→ **ENTRIES PROVIDED**
___
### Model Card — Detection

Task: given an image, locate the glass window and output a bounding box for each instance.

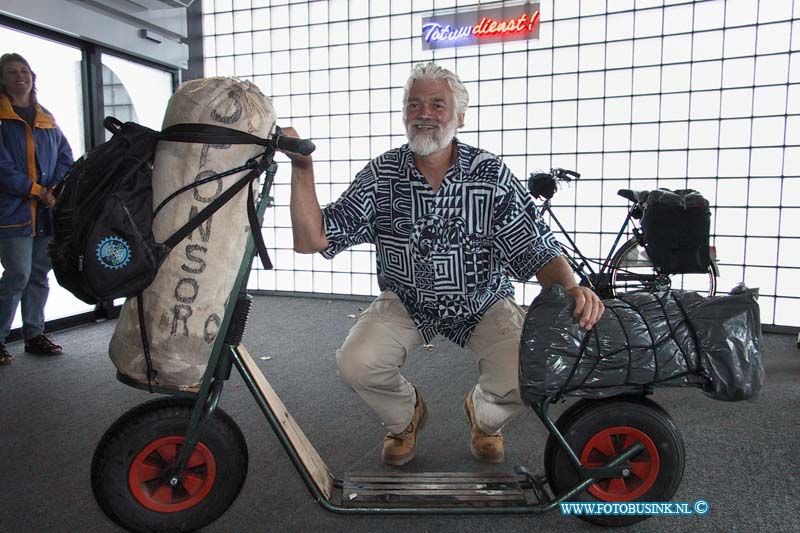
[101,54,173,136]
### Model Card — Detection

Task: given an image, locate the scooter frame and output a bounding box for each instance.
[101,163,675,528]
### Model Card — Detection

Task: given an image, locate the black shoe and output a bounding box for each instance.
[0,343,11,365]
[24,334,63,356]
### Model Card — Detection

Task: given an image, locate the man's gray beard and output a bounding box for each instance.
[406,120,458,156]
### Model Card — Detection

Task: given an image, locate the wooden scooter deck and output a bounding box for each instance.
[236,344,335,500]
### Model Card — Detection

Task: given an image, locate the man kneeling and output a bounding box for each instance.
[283,62,603,466]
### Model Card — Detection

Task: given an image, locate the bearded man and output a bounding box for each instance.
[282,62,604,466]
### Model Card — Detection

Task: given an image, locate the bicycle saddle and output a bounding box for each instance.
[617,189,649,203]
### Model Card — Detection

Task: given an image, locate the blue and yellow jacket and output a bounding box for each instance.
[0,94,73,237]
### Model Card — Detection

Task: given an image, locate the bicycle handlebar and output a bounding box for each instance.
[528,167,580,200]
[551,168,581,182]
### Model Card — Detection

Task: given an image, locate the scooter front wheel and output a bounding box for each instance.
[91,397,248,532]
[544,398,685,527]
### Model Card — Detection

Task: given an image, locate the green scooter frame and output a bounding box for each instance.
[91,155,685,532]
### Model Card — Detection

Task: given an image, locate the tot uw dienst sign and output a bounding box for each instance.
[421,2,541,50]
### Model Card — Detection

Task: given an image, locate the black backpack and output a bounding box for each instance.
[641,188,711,274]
[49,117,276,305]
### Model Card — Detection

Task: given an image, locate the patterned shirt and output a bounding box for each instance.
[321,139,562,346]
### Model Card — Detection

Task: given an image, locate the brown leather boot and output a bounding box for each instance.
[465,386,504,464]
[0,343,11,365]
[382,390,427,466]
[24,334,62,355]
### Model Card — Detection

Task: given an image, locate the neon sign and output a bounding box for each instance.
[474,12,540,36]
[422,23,473,44]
[421,3,541,49]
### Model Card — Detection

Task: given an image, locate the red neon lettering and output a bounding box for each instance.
[528,10,541,31]
[474,18,491,35]
[473,10,540,37]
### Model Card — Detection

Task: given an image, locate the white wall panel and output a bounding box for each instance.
[202,0,800,327]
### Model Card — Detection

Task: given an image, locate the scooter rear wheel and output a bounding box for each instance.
[91,397,248,532]
[544,397,685,527]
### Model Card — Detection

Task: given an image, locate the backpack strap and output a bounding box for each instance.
[159,123,271,147]
[154,122,277,270]
[161,155,273,270]
[152,157,257,219]
[246,172,272,269]
[136,293,156,392]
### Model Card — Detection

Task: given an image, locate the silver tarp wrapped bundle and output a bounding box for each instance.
[519,286,762,403]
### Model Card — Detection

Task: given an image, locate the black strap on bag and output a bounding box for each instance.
[159,154,273,269]
[137,293,156,392]
[153,123,277,270]
[129,122,311,388]
[158,123,271,146]
[135,127,277,388]
[138,155,274,389]
[152,158,253,219]
[246,175,272,269]
[161,122,316,156]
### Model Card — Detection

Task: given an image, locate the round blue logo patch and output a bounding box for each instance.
[96,236,132,270]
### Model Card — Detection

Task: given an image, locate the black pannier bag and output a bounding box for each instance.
[641,188,711,274]
[50,117,275,305]
[518,285,763,403]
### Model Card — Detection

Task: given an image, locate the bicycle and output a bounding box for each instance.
[528,168,719,299]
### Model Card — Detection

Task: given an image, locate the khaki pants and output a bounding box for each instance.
[336,291,526,434]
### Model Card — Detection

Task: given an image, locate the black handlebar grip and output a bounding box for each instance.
[552,167,581,181]
[274,133,316,156]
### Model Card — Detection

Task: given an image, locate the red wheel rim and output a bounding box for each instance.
[580,426,660,502]
[128,436,216,513]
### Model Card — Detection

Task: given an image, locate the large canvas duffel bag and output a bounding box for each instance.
[109,77,276,390]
___
→ **TASK TO COMPLETE**
Although the records above contain pictures, your copy should give only their text, exactly as written.

→ **THE ANSWER**
### Model Card — Detection

Task: given an image, locate the glass window and output a bounding box for each instance.

[101,54,173,136]
### Model Card — Detection

Task: given an image, locate the scooter frame and output a bounding box for each instance.
[101,163,675,528]
### Model Card — Detection

Task: given an image, locate the black shoe and output a bounding box for each instance.
[0,343,11,365]
[24,334,63,356]
### Model Card — Detection

Task: given an image, locate the man's gray beard and output a bounding box for each instance.
[406,120,458,156]
### Model Card — Detection

Task: given an image, locate the wooden scooter deck and output a bounding box for each instance.
[236,344,335,500]
### Model Card — Detection

Task: given an image, locate the man kneeling and output a bounding box for each instance.
[283,62,603,466]
### Model Card — Detection

Task: given an image, locate the bearded man and output a bounding box for each instance.
[282,62,604,466]
### Model Card — Detection

Task: given an image, locate the bicycle saddle and output a bounding box for each instance.
[617,189,649,203]
### Model Card — Detection

Task: given an image, locate the blue and yellow jacket and output a bounding box for each instance.
[0,94,73,237]
### Model Card — Detection

Task: given an image, locate the bicycle handlebar and output a bounding box for each instance.
[528,167,580,200]
[551,168,581,182]
### Model Card — Detection

Task: given an image, locate the scooter front wheel and output a bounding box for each instance.
[91,397,248,532]
[544,398,685,527]
### Model Card — Detection

Task: given an image, locate the green scooter frame and output a bounding box for each instance.
[91,155,685,532]
### Model Card — Detection

Task: given an image, locate the tot uw dienst sign and output a bounding box for each instance.
[421,2,541,50]
### Model Card — Detection

Task: given an image, locate the black backpack and output a bounding box for each instance.
[641,188,711,274]
[49,117,276,305]
### Model Card — Detection

Task: given an image, locate the patterned shirt and output a bounding box for each instance.
[321,139,562,346]
### Model Card — Detection

Task: given an image, locate the brown leather boot and output a bounding box for each instance.
[465,386,504,464]
[0,343,11,365]
[382,390,427,466]
[24,334,62,355]
### Model Card — Detection

Task: given an image, locate the neon sign and output a bounding box for each instance.
[474,12,540,36]
[422,23,473,44]
[421,3,541,49]
### Model Card — Detection

Task: given an image, locate the red neon lettering and output a bounding box for each instance.
[528,10,541,31]
[474,18,491,35]
[473,10,540,37]
### Model Card — Detection

Task: given an image, locate the white wall panel and output a bounding box for each instance.
[202,0,800,327]
### Model Card — Detection

Task: given an image, locate the scooter rear wheel and output a bounding box for each instance.
[91,397,248,532]
[544,397,685,527]
### Model Card — Detection

Task: given an image, locate the backpack strap and output a bounding box for each instance.
[159,123,271,147]
[154,122,277,270]
[161,155,273,270]
[152,157,257,219]
[246,172,272,269]
[136,293,156,392]
### Model Card — Detection

Task: given an image, locate the silver tarp wrapped bundle and output a bounding box for each instance.
[519,286,762,403]
### Model Card — Detection

Task: given an image, locate the black strap on bag and output a bounding box for each instance.
[159,154,273,269]
[137,293,156,392]
[153,123,277,270]
[129,122,311,388]
[158,123,271,146]
[135,127,277,388]
[138,155,274,389]
[152,158,253,219]
[246,175,272,269]
[161,122,316,156]
### Model Card — Detection

Task: given an image, locate the round blue logo patch and output a bounding box for each instance.
[96,236,132,270]
### Model Card — Detection

Task: given an image, locate the black pannier bag and output a bounding box for each instance.
[641,188,711,274]
[50,117,275,305]
[518,285,763,403]
### Model Card — Detection

Task: given an image, locate the bicycle and output a bounding box for each instance.
[528,168,719,299]
### Model Card — Detection

Task: given an image, locate the khaki pants and output a bounding box for each instance.
[336,291,526,434]
### Model Card — Detection

Task: given an image, locate the black handlebar grip and output a bounding box for each instance.
[552,167,581,181]
[274,133,316,156]
### Model Card — Detection

Task: given an image, locate the red wheel rim and output a bounding box for each instance.
[580,426,660,502]
[128,436,216,513]
### Model Card — Detection

Task: given an image, locate the large canvas duffel bag and output a bounding box for each instance.
[109,77,276,390]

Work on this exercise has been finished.